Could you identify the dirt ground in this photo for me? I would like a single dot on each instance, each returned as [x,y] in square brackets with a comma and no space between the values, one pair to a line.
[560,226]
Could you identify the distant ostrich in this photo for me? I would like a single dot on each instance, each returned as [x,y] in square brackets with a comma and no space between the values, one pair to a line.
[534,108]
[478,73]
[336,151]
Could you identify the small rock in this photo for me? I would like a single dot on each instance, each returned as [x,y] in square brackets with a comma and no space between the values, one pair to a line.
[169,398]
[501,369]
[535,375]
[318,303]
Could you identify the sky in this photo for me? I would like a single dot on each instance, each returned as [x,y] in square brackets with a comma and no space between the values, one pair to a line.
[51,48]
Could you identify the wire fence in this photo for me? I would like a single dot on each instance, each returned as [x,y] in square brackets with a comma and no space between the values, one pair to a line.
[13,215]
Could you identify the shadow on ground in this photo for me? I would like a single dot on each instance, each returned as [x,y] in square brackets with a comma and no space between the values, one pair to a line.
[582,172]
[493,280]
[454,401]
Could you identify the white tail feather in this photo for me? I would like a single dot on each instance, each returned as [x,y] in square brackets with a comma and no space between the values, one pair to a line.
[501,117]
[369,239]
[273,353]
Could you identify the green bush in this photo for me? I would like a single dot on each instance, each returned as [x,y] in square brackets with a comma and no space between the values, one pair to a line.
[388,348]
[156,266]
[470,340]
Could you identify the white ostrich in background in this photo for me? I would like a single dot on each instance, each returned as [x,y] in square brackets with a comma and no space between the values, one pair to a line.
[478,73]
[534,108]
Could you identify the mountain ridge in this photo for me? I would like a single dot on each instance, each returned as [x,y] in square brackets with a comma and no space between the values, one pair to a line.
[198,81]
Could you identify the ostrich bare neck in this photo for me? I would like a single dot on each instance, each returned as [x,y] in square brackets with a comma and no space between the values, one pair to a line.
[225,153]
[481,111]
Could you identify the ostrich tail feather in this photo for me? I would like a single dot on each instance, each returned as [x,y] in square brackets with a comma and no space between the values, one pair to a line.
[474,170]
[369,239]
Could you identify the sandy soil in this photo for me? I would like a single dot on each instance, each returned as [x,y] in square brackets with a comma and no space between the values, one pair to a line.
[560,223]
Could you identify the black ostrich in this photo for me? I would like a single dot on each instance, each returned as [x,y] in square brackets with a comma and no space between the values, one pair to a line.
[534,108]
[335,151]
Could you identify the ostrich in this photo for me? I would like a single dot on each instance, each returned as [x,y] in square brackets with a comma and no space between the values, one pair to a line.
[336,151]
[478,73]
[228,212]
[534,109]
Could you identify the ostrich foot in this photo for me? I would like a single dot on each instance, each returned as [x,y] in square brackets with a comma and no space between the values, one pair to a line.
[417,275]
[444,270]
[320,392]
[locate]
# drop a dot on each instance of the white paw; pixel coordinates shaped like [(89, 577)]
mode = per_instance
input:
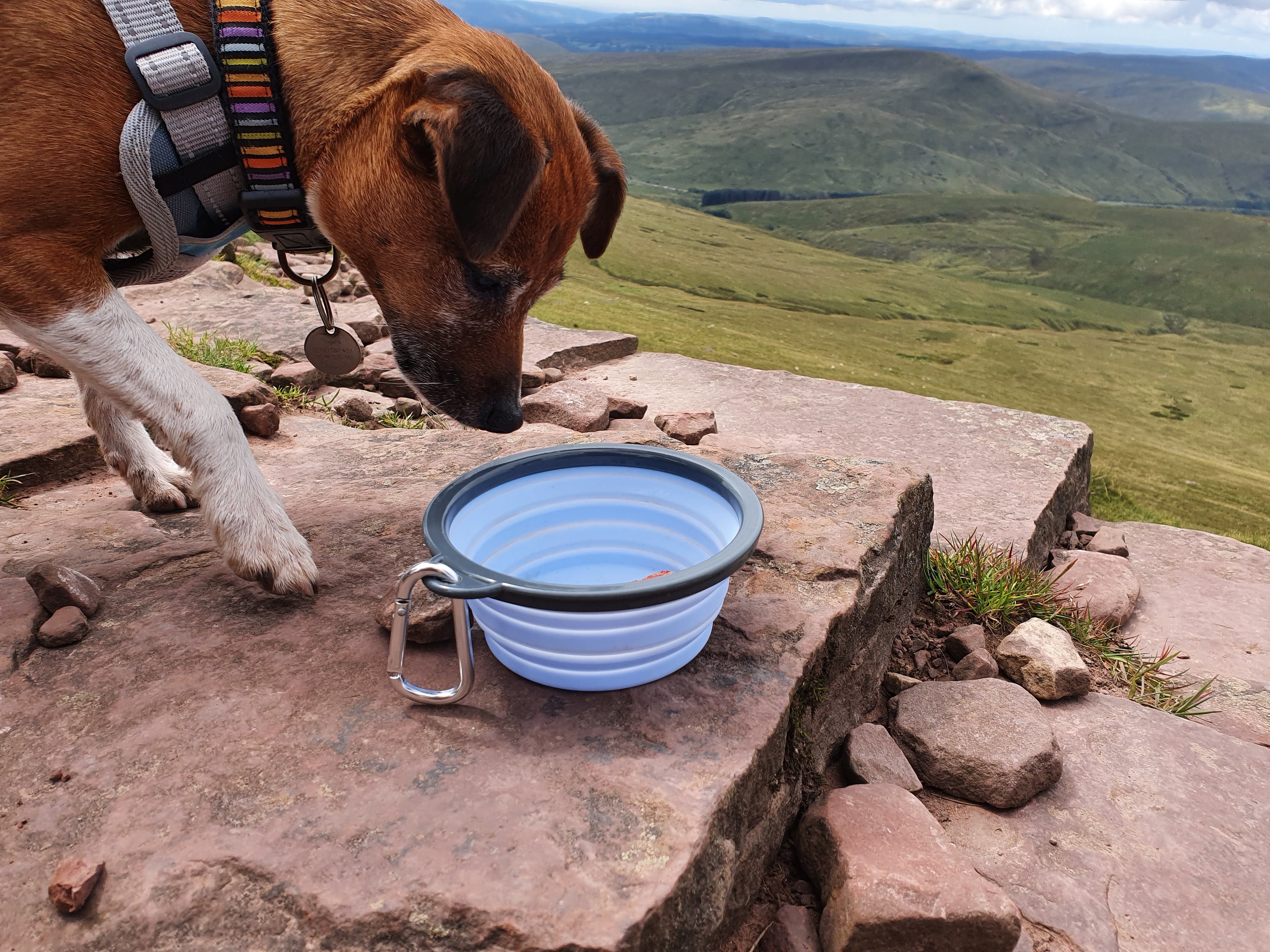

### What needs to be done
Every record must be duplicated exactly, except for the pictures, which are left out.

### Solution to this exercise
Could you identify the dirt ground in this photo for me? I would like a single dot on each instance, each returned as [x,y] in square brackets with a comma and no space between the values, one pair to a line.
[560,226]
Could you identify the distant ostrich in this photo for me? I would like a single dot on each instance, each returned as [x,y] in square brackets with a comma and no space between the values, one pair to a line.
[534,108]
[478,73]
[336,151]
Could you identify the small rock in this photo for me? I would like a single dot on each instance, each returned as [x,y] in square brackets with a comma and no space between the values, one pair to a line.
[169,398]
[501,369]
[535,375]
[318,303]
Could you identify the sky in this photo for me? I would like a single dot on each instance, each returned as [x,y] in square brackets with a comma and no space between the values, one pair to a line.
[51,48]
Could you identify the wire fence in this photo for me? I would like a single dot on each instance, each returned as [x,y] in square brackets with a comma and no space between the values, one pair to a line.
[13,215]
Could you identify the shadow on ground in this photo for me? I would like a single dot on each instance, each returned as [x,y] in square brackets with a comma and no space between the values, one pair to a line.
[582,172]
[493,280]
[454,401]
Could you identify the white tail feather in this photo for me? I would like a single dot on each instance, each returned as [x,y] in square brackets with a comma and no space between the values, one pair to a line.
[501,117]
[369,239]
[273,353]
Could you identify the green bush in this photo for me? I would like a single dot on each instance, each returned as [x,y] in square brackets with a comma and no space between the values, one pair to a line.
[388,348]
[156,266]
[470,340]
Could you identify the white ostrich in background in this photo for me? I would like a single dot on each instance, each returned as [x,y] in square brackets with a comma and no space between the values, one pair to a line.
[478,73]
[534,108]
Could you identify the mountain ridge in this photo for me? I would like a single dot on each instance, each returned as [x,y] in square brackets with a comma and no space between the values, one pair to a line.
[198,81]
Could you identify the ostrich bare neck in this photo for me? I would like a single dot on each instance, each returned as [x,y] in square brackets with a comma and no space between the values, one pair to a line.
[225,153]
[481,111]
Could you identify the ostrich tail feather in this photo for me? I would like a single dot on each instance, each returned as [x,y] in square brackets with a comma and no space between the values, one pair to a line.
[474,170]
[369,239]
Could you identify the sandy soil in this photo for me? I would like a single dot on each instance, each returned as [x,y] in square brackets with a comma and no space between the values, one pair to a line.
[560,223]
Could you identify the black ostrich in this photo for me? I would like a single dot on each instance, each returned as [x,y] in square brackets with a comma and no space between the values, one pair to a line.
[534,108]
[335,151]
Could you identify the ostrich in this photo for me? I would like a single dot on each instance, each returned as [x,y] in square brackets with a comma and no space between the values, one pair to a line.
[336,151]
[478,73]
[228,212]
[534,109]
Could you identify the ostrich foot in this photo for me? I would like a single dot on each instance, each returned as [x,y] in square brackets with a comma and no space between the values, one pair to a line.
[417,275]
[444,270]
[320,392]
[locate]
# drop a dot on each instance of the white paw; pixel coordinates shaped like [(89, 577)]
mode = per_instance
input:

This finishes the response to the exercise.